* start *

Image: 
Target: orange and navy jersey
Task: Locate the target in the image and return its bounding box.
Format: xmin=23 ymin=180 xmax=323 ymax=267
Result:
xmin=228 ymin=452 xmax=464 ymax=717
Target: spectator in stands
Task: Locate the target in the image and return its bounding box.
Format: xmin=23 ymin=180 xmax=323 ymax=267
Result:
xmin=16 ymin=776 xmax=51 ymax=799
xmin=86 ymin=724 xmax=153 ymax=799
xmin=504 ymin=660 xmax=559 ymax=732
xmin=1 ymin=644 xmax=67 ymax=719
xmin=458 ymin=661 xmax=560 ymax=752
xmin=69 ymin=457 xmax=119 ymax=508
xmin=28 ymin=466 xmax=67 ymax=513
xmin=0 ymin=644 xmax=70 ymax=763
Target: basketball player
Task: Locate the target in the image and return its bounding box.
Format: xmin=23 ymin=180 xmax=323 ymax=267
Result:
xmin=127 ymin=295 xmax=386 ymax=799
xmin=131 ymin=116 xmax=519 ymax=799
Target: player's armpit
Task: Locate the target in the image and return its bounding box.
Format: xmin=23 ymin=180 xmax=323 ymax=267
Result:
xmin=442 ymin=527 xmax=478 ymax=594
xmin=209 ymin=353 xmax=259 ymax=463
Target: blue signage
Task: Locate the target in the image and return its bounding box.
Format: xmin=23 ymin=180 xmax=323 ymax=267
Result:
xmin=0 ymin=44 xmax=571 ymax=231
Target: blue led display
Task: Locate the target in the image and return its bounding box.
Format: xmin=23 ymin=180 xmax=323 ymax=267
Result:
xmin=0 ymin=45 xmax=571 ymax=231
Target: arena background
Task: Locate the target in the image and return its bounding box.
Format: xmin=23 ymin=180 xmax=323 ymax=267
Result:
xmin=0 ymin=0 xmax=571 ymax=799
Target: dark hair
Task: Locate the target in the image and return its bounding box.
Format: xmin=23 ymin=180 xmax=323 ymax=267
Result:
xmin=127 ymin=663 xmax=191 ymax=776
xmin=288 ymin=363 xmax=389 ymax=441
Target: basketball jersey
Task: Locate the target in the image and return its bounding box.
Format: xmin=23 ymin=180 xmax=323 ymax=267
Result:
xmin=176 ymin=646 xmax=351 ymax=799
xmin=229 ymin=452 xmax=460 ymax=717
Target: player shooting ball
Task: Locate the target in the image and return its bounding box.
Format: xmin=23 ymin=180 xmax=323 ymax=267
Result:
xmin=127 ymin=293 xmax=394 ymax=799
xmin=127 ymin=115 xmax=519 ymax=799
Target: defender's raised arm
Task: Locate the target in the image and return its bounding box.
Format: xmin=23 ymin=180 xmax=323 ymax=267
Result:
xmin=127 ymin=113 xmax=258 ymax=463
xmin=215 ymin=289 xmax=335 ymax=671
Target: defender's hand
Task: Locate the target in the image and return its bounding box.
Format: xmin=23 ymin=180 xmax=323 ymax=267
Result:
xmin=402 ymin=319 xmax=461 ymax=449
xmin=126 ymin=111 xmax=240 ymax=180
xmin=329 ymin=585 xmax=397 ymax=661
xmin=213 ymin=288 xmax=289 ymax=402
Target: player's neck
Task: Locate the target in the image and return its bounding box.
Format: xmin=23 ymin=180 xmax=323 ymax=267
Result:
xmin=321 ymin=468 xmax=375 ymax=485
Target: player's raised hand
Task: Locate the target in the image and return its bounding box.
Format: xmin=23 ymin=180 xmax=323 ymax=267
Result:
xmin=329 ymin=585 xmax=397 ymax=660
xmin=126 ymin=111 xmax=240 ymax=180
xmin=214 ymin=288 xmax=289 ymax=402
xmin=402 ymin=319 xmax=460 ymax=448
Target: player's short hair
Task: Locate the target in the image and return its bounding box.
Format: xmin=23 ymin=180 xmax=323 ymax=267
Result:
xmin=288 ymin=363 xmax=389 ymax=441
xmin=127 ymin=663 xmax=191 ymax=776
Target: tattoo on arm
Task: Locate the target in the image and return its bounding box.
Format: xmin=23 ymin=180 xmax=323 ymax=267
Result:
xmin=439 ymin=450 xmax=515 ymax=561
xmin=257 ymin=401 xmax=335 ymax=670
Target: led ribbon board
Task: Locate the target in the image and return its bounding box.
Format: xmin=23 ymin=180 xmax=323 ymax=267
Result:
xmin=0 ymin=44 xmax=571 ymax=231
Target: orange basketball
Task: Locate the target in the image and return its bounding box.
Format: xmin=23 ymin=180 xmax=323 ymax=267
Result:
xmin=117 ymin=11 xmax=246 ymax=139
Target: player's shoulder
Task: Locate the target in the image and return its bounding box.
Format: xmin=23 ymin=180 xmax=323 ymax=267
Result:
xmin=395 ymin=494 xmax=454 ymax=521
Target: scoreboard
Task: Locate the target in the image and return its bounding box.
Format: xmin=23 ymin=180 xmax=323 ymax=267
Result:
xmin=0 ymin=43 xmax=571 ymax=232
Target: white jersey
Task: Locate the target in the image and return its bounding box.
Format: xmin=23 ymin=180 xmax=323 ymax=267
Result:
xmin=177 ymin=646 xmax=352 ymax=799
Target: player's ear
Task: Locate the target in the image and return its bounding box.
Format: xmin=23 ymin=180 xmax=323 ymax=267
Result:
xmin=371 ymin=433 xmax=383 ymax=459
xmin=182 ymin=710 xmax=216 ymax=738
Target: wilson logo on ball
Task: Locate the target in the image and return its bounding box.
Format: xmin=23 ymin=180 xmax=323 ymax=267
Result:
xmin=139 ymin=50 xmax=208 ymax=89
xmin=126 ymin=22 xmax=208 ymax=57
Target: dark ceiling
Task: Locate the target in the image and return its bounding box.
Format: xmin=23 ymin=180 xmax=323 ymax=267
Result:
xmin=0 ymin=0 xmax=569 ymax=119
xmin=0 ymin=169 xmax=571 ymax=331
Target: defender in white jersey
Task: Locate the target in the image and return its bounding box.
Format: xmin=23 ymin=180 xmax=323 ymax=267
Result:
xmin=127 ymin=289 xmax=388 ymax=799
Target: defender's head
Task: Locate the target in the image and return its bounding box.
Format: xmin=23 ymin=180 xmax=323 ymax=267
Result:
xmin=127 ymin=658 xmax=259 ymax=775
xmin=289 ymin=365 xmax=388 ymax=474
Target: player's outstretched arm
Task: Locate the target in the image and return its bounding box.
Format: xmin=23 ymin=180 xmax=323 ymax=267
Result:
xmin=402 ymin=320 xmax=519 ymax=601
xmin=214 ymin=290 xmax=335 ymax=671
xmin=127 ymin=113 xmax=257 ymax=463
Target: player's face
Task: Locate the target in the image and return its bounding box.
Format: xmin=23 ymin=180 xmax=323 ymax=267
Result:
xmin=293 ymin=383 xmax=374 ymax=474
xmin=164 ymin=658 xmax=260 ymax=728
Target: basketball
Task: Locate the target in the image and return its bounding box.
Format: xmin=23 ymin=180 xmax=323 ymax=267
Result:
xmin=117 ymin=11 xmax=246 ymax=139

* end *

[To do]: Substitute "head" for "face" in everything from the line containing "Target: player's outstretched arm" down to the line containing "xmin=164 ymin=658 xmax=260 ymax=728", and give back only those lines with nothing else altered.

[Correct result]:
Target: player's outstretched arm
Task: Locate the target in the image and return its bounding box.
Format: xmin=23 ymin=180 xmax=323 ymax=267
Result:
xmin=402 ymin=320 xmax=519 ymax=601
xmin=214 ymin=290 xmax=335 ymax=671
xmin=127 ymin=113 xmax=257 ymax=463
Target: player's head
Task: Locate the target in the image and return its bounding box.
Format: xmin=23 ymin=180 xmax=323 ymax=267
Result:
xmin=293 ymin=383 xmax=374 ymax=474
xmin=164 ymin=658 xmax=260 ymax=728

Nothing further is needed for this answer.